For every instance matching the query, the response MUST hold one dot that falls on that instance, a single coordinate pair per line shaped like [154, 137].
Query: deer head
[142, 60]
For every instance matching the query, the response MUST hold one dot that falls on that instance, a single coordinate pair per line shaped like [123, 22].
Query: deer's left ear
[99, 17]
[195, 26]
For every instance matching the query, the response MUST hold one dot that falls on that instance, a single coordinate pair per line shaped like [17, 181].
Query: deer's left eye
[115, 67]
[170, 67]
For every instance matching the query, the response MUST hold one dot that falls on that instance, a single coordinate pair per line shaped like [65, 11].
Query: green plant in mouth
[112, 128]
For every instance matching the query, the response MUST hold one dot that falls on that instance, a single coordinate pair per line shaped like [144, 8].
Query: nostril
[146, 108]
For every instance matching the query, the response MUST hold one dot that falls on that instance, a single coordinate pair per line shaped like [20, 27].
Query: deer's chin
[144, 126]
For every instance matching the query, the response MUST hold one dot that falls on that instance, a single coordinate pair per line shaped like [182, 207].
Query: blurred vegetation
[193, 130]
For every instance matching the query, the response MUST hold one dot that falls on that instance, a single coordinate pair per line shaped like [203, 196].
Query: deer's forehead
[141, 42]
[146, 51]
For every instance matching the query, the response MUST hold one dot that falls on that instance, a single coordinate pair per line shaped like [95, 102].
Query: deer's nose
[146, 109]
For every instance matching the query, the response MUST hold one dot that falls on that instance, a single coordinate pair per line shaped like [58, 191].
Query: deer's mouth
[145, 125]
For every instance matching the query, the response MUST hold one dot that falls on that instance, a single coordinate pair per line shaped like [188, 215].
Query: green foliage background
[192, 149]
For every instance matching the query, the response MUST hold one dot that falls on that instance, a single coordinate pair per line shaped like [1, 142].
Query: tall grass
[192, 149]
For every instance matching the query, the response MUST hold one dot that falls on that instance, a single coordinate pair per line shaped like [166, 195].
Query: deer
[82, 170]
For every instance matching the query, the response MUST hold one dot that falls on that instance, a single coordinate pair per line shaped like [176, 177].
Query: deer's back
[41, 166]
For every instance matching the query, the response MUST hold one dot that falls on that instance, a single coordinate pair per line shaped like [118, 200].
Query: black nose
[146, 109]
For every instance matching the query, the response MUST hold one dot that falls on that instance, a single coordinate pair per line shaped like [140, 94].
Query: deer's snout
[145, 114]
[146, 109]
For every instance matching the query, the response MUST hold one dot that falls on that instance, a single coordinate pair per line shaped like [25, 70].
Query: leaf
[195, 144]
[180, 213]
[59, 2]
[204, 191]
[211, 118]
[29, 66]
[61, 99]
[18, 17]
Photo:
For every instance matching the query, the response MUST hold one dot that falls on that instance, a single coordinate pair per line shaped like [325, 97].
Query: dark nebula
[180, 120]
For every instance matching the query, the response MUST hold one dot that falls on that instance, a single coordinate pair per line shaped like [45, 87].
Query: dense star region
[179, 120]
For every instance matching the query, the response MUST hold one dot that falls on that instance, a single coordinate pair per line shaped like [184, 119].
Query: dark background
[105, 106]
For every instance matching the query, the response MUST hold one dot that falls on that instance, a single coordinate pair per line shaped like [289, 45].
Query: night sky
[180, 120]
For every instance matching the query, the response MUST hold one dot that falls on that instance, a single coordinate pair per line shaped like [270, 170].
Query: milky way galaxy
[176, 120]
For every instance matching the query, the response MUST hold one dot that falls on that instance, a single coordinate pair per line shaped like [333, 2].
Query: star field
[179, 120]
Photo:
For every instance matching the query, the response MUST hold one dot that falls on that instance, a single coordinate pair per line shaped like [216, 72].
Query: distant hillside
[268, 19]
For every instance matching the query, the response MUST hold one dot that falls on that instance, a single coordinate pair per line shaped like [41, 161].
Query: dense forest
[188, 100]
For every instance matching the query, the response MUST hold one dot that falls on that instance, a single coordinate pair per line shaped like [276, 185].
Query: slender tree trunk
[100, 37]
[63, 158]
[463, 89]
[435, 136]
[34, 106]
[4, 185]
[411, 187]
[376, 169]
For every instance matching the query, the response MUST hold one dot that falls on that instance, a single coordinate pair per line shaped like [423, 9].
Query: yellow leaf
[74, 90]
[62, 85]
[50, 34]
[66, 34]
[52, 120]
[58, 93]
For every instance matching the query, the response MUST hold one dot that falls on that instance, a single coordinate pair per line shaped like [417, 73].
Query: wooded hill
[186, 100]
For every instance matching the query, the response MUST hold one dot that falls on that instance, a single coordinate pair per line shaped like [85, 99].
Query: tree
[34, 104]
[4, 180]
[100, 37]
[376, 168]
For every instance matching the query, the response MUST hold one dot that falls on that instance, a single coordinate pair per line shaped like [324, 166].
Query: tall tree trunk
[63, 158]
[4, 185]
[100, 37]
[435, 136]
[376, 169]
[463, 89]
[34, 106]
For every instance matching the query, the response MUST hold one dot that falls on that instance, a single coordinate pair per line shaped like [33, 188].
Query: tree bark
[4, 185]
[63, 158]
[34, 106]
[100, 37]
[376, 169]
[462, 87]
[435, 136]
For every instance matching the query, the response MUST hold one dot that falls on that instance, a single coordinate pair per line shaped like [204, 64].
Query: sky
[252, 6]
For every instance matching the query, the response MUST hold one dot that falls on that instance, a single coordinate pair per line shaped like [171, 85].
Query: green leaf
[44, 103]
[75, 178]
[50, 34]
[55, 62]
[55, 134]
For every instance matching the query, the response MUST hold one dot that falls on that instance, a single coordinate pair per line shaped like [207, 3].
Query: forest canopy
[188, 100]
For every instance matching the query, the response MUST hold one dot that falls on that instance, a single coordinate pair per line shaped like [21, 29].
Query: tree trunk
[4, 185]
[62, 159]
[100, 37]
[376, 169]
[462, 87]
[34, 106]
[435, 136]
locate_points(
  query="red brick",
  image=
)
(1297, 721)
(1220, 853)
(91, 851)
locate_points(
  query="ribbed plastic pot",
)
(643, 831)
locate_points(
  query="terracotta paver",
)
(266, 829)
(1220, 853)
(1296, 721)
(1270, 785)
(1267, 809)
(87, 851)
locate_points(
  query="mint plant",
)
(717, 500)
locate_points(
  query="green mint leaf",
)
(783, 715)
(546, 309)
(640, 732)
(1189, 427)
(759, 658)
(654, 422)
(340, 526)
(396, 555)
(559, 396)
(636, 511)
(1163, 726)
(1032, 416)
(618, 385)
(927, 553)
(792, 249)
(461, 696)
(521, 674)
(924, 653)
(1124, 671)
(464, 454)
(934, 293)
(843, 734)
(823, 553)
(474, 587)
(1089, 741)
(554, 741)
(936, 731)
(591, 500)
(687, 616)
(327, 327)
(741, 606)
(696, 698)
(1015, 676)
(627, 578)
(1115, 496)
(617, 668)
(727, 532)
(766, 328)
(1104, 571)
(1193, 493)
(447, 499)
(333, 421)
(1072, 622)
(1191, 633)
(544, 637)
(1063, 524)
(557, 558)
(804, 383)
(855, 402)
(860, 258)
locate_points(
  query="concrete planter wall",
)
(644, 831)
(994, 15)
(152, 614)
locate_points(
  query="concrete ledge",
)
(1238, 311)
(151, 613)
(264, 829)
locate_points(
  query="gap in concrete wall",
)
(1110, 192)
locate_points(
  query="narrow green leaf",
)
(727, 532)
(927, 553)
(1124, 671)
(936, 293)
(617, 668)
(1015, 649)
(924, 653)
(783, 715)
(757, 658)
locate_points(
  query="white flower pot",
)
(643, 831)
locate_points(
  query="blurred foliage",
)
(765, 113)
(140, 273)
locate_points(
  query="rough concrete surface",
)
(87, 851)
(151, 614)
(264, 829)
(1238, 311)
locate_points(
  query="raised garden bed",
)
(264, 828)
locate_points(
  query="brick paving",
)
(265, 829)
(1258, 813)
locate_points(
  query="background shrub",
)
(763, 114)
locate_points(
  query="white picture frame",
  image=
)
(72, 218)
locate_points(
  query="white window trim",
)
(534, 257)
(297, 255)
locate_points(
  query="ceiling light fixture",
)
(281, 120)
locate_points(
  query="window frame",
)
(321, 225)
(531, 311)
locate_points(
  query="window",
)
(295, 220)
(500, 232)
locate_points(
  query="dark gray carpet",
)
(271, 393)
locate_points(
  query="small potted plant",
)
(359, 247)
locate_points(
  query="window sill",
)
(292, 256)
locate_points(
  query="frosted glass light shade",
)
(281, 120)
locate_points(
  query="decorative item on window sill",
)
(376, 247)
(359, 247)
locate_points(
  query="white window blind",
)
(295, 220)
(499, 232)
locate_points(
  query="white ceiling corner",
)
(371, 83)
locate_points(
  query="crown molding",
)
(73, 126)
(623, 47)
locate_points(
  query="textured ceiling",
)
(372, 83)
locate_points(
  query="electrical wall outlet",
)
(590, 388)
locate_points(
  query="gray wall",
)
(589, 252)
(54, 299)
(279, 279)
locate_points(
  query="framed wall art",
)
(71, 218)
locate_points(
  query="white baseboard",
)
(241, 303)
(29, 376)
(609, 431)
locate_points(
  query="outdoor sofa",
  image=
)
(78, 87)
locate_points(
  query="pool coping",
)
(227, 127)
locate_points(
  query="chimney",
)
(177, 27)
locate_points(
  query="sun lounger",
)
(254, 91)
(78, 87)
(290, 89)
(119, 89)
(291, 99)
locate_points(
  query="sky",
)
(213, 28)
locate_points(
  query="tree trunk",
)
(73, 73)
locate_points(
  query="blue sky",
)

(ABOUT THIS EXERCISE): Lines of the material may hold the string "concrete". Copy each one that does.

(YOUR RESPONSE):
  query="concrete planter wall",
  query="concrete ledge",
  query="gap in concrete wall",
  query="rough concrete surface",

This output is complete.